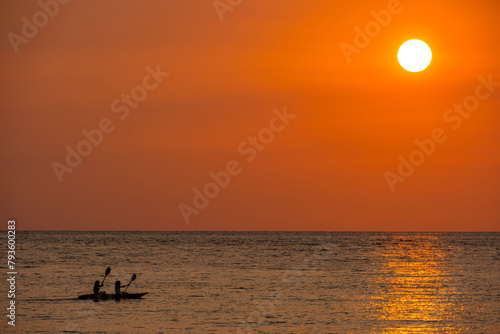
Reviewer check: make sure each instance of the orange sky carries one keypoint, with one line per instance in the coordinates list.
(323, 171)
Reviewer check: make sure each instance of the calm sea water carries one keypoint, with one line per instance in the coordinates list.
(283, 282)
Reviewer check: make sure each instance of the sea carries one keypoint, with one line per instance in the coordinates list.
(257, 282)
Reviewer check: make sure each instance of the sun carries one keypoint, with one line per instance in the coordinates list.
(414, 55)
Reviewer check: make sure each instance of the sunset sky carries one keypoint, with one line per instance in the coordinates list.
(231, 71)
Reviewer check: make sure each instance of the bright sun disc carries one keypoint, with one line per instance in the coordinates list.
(414, 55)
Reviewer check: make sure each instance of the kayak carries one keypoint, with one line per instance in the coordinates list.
(104, 296)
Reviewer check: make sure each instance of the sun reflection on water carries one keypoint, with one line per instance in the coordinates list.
(414, 291)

=== ABOUT THIS EXERCISE ===
Above are the records; transcribe them exactly without the pictures.

=== REPLY ===
Reviewer check: make sure each instance of the orange sky carries one keypoint, with one line per instance in the coordinates list.
(323, 171)
Reviewer check: make sure each instance of the calm sea water carries one keypoint, with one line per instance in the coordinates list.
(283, 282)
Reviewer check: make sure each instance of the sea carries one keypoint, with one line per instance in the coordinates list.
(257, 282)
Reviewer check: make sure each instance of the sun carries one keypoint, with one line per instance in the coordinates list.
(414, 55)
Reviewer check: make sure each instance of the sunset sky carries one keypoint, with one line per instance in the coordinates list.
(231, 71)
Reviewer check: make sure each instance of the bright sun disc carries one keypoint, with one line per instance in the coordinates list.
(414, 55)
Reviewer check: make sure each instance of the kayak carries one keypoint, with one line per instance in the coordinates list.
(104, 296)
Reviewer check: make sure each instance of the sun reflection on water carries one keypoint, with one line per instance in the coordinates list.
(414, 291)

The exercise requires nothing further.